=== Begin Enclosure ===

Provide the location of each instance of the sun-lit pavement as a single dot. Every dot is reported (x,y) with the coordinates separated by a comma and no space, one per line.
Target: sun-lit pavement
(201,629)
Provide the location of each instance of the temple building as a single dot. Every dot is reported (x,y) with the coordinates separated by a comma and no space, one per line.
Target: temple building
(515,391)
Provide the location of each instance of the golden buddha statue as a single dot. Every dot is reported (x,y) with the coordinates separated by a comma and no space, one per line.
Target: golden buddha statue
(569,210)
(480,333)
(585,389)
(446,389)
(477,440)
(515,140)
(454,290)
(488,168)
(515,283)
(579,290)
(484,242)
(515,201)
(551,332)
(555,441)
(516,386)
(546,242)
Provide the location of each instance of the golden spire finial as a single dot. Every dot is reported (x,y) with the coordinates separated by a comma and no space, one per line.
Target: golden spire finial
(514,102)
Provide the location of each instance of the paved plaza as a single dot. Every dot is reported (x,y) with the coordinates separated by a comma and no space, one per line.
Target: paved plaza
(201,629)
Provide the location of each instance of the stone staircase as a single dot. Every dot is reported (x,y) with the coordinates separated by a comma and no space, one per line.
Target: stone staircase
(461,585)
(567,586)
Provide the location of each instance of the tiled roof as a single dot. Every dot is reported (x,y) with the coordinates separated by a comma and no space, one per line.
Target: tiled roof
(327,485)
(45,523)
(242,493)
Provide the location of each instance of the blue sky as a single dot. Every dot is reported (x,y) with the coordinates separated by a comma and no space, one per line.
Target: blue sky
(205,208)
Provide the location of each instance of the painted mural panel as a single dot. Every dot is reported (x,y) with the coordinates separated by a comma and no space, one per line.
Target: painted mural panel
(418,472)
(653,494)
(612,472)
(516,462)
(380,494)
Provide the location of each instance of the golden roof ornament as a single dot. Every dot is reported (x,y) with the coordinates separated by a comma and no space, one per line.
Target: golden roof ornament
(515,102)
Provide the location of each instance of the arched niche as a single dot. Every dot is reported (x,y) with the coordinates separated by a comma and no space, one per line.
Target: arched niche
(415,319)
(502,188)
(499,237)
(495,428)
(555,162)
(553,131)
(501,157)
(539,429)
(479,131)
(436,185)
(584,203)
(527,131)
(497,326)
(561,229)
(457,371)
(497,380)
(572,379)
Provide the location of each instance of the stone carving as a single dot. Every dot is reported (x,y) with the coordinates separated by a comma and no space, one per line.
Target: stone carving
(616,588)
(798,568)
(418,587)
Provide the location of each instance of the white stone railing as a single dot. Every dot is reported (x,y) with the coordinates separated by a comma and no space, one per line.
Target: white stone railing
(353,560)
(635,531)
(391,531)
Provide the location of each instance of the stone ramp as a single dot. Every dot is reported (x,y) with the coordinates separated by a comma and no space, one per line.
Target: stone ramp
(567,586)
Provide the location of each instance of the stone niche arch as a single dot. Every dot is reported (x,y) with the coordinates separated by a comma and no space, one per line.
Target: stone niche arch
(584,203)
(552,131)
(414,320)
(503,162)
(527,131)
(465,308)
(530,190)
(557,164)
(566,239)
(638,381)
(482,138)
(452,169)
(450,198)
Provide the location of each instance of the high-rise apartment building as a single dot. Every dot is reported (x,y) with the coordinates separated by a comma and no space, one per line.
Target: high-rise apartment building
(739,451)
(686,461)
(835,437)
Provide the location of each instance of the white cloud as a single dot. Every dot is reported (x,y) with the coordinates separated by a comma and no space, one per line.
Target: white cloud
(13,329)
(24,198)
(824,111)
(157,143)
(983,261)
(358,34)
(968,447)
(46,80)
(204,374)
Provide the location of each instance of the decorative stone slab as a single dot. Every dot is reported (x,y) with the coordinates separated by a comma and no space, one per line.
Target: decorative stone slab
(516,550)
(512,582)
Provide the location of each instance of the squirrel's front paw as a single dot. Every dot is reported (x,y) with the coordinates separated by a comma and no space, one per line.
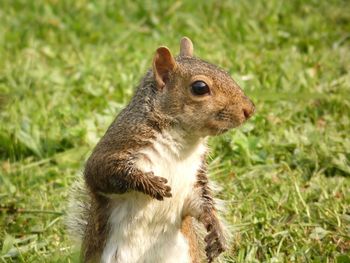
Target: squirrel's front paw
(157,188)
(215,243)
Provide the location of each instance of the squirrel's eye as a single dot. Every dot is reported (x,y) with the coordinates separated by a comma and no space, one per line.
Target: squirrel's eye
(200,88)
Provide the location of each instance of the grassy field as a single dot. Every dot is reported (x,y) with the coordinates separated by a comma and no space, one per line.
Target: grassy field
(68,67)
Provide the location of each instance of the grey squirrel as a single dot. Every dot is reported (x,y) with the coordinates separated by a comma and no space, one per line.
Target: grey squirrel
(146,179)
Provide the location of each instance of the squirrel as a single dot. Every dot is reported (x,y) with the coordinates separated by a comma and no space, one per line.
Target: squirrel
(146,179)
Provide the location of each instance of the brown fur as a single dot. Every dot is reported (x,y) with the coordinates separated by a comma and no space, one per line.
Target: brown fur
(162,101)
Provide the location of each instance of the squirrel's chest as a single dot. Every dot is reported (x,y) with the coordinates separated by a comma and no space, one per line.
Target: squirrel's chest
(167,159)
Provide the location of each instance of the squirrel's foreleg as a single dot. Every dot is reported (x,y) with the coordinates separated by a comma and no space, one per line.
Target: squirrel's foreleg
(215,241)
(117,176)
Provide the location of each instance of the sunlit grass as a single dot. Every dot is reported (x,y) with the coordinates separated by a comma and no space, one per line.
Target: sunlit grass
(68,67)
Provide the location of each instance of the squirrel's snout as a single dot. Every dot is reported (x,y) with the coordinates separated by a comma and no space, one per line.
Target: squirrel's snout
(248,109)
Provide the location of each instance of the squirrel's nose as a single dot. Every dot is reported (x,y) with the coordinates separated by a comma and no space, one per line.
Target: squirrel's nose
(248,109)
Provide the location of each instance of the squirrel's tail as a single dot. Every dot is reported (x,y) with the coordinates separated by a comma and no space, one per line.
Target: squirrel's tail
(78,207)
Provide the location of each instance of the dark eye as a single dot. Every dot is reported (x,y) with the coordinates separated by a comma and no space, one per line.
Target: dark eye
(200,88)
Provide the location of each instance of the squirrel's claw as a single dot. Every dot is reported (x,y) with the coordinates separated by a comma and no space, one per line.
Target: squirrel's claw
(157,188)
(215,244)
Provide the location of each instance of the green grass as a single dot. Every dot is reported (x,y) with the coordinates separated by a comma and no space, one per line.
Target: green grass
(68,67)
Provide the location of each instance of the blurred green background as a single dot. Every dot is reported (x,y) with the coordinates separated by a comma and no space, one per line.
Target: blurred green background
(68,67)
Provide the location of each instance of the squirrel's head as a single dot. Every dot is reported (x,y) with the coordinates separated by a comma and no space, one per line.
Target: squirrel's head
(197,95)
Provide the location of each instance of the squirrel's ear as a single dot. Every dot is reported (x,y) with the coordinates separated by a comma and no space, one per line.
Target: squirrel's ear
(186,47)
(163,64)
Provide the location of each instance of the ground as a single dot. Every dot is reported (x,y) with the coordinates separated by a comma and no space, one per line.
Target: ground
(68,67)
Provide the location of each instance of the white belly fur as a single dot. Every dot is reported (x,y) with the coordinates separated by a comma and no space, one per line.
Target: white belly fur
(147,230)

=== End Enclosure ===
=== Begin Enclosure ===

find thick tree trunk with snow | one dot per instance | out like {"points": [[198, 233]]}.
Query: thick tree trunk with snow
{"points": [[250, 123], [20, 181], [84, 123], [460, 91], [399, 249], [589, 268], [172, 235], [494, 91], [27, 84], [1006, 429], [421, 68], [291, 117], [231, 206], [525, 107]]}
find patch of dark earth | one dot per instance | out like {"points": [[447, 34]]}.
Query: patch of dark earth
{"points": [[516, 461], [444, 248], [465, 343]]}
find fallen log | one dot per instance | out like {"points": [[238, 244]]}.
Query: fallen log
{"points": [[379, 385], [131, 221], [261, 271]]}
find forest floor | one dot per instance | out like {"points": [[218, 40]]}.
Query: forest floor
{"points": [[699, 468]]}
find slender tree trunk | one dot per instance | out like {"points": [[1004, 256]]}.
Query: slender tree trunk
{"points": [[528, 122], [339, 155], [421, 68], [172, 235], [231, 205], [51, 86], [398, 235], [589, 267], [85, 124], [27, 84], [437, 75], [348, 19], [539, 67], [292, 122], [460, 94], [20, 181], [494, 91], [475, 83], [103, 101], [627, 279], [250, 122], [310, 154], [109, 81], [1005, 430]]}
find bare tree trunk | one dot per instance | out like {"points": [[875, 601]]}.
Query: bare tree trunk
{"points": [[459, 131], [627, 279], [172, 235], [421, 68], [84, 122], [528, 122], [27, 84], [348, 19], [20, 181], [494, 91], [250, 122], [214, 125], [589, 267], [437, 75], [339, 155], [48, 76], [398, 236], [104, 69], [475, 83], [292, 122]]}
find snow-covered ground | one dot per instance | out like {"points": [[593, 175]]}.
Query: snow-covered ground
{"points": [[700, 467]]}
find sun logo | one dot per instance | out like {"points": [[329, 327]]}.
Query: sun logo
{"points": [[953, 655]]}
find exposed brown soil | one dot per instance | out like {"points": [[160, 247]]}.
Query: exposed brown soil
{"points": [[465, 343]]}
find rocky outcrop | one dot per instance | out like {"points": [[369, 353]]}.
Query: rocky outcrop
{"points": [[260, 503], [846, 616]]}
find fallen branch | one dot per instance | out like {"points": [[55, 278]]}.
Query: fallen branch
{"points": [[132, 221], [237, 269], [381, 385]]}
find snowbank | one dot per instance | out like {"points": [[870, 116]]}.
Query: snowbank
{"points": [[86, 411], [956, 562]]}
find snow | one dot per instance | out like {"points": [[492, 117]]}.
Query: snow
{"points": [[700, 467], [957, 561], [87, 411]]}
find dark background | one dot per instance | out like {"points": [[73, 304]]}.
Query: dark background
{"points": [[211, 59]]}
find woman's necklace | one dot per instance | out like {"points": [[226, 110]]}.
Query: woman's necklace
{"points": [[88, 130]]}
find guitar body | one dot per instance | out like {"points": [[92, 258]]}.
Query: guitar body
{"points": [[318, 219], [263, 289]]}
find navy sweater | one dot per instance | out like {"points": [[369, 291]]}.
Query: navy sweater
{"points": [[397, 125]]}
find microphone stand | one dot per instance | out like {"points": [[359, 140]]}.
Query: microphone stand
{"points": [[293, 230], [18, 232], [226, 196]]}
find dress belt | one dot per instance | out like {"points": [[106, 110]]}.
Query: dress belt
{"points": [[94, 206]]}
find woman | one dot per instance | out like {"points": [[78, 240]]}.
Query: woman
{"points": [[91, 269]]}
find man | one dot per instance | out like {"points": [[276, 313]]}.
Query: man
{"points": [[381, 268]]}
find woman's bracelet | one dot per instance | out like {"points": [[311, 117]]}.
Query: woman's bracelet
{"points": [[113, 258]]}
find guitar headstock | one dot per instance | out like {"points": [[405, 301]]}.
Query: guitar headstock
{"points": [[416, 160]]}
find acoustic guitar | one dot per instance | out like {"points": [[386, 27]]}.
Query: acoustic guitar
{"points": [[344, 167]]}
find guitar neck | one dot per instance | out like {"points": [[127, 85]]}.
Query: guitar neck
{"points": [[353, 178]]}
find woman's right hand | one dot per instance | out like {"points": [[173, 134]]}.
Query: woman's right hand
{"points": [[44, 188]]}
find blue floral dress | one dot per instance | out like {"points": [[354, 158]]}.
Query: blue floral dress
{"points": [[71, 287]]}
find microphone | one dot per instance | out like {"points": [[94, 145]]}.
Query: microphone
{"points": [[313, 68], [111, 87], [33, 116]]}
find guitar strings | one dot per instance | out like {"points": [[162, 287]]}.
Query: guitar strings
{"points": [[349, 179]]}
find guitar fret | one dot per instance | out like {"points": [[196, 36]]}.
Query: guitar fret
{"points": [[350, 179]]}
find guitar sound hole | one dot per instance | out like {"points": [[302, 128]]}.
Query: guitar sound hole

=== End Enclosure ===

About this exercise:
Only lines with the string "hole" belong in the answer; copy each of them from the listing.

Problem solution:
find guitar sound hole | one dot per instance | out like {"points": [[302, 128]]}.
Query: guitar sound hole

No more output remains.